A semi-technical question about prediction markets and private info

post by CronoDAS · 2017-02-20T02:20:40.146Z · score: 6 (7 votes) · LW · GW · Legacy · 17 comments

There exists a 6-sided die that is weighted such that one of the 6 numbers has a 50% chance to come up and all the other numbers have a 1 in 10 chance. Nobody knows for certain which number the die is biased in favor of, but some people have had a chance to roll the die and see the result.

You get a chance to roll the die exactly once, with nobody else watching. It comes up 6. Running a quick Bayes's Theorem calculation, you now think there's a 50% chance that the die is biased in favor of 6 and a 10% chance for the numbers 1 through 5.

You then discover that there's a prediction market about the die. The prediction market says there's a 50% chance that "3" is the number the die is biased in favor of, and each other number is given 10% probability.

How do you update based on what you've learned? Do you make any bets?

I think I know the answer for this toy problem, but I'm not sure if I'm right or how it generalizes to real life...

comment by Dagon · 2017-02-20T05:25:39.299Z · score: 5 (5 votes) · LW · GW

Missing information - how many people have rolled the die how many times before participating in the market? If you don't expect that there's private information that the market can make public, you shouldn't expect it to indicate truth.

Also missing - what are the actual contracts? Is this a wager on the next roll of the die? Meaning 50% is paying 1:1, 10% paying 9:1 (\$100 bet on 3 pays \$100, \$100 bet on 6 pays \$900 if it wins)?

In that case, if the market is one person who saw one roll, I bet 5 contracts on 6, and one on each of 1,2,4,5. If the market is hundreds of people, even if they've each only seen it once (independently; hundreds of rolls with one observer each, not 100s of observers of one roll), then the market has likely already worked out the correct odds, so my observation doesn't add much.

* Exercise instructions
(a) Locate every line in the listing below that contains the word "grey" and copy each one out. Case counts.
(b) Pick up the post above on prediction markets and the weighted die and keep writing from the point where it stops.

[Pointing records]

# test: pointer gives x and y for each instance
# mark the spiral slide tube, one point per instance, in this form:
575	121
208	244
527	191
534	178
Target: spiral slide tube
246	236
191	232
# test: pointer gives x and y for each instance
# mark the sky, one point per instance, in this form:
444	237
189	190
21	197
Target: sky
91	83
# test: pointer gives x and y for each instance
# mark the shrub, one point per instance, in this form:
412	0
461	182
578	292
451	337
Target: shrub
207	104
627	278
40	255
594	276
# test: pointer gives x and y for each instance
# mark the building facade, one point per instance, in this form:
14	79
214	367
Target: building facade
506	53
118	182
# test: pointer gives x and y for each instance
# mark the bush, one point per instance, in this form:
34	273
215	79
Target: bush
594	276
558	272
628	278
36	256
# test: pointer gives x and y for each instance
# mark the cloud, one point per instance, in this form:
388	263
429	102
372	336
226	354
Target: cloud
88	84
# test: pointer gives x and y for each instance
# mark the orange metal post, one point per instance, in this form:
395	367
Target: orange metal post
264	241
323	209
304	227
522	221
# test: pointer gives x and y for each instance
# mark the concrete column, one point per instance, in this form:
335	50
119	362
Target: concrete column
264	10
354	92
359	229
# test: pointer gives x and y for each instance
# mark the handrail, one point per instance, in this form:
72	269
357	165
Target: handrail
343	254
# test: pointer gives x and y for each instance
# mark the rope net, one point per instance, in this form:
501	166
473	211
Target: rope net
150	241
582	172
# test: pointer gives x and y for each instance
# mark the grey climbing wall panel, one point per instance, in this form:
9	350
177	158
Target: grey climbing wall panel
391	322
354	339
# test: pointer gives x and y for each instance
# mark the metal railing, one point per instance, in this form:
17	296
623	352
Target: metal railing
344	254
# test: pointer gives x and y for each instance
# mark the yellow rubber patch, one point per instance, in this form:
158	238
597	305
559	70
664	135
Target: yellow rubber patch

* Response list
(a)
# mark the grey climbing wall panel, one point per instance, in this form:
Target: grey climbing wall panel

(b)
comment by philh · 2017-02-20T10:36:04.024Z · score: 3 (3 votes) · LW · GW

Note: if the market is hundreds of people, and it's a market on which face comes up 50% of the time (not on which face will come up on a specific roll), and it only gets 50% odds on that being a particular number, then something unusual is happening. An efficient market under these circumstances should be very confident.

(I haven't done any explicit calculations, but I'm reasonably confident.)

comment by Good_Burning_Plastic · 2017-02-20T11:02:59.880Z · score: 1 (1 votes) · LW · GW

Unless only one roll of the die was seen by the hundreds of people, and it came up "3".

comment by philh · 2017-02-20T12:37:57.580Z · score: 1 (1 votes) · LW · GW

Ah, sure. It would have been better of me to say "if the market has collectively observed hundreds of rolls".

comment by Unnamed · 2017-02-20T07:38:33.422Z · score: 4 (4 votes) · LW · GW

I'd bet on 6. I have information that the market doesn't have, and my information points to 6 as the answer, so the market is underpricing 6 (compared to how it would price 6 if it had all the information).

Another way to think of it: suppose that, instead of a market, there was just a single person looking at all the die rolls and updating using Bayes's Rule. There have been n rolls and that person has assigned the appropriate probabilities to each of the possible die weightings. Then the n+1th roll is a 6. The person then updates their probability assignments to give 6 a higher chance of being the favored side.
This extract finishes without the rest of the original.